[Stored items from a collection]

>> BEGIN

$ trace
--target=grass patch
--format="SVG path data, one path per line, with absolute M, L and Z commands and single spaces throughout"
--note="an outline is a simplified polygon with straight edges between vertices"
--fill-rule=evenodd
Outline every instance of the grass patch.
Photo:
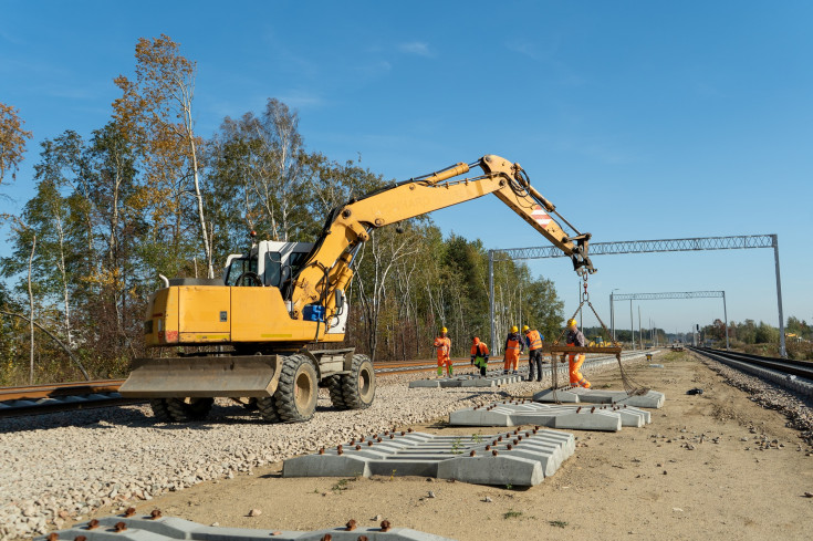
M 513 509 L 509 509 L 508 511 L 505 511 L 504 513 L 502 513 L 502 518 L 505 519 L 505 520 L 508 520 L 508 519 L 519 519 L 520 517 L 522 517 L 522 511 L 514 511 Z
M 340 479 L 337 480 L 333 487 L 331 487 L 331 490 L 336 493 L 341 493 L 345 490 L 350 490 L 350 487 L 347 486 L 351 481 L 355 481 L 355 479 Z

>> END

#### WHAT IS ASKED
Format every line of the listing above as a numbered list, omitting blank lines. Leave the pictures out of the answer.

#### REPLY TO THE TASK
1. $ trace
2. --target=grass patch
3. --format="SVG path data, one path per line, with absolute M, L and Z commands and single spaces throughout"
4. --note="an outline is a simplified polygon with straight edges between vertices"
5. --fill-rule=evenodd
6. Outline every instance of the grass patch.
7. Photo:
8. M 513 509 L 509 509 L 508 511 L 505 511 L 504 513 L 502 513 L 502 518 L 505 519 L 505 520 L 508 520 L 508 519 L 519 519 L 520 517 L 522 517 L 522 511 L 514 511 Z
9. M 340 479 L 337 480 L 333 487 L 331 487 L 331 490 L 336 493 L 341 493 L 345 490 L 350 490 L 350 487 L 347 486 L 351 481 L 355 481 L 355 479 Z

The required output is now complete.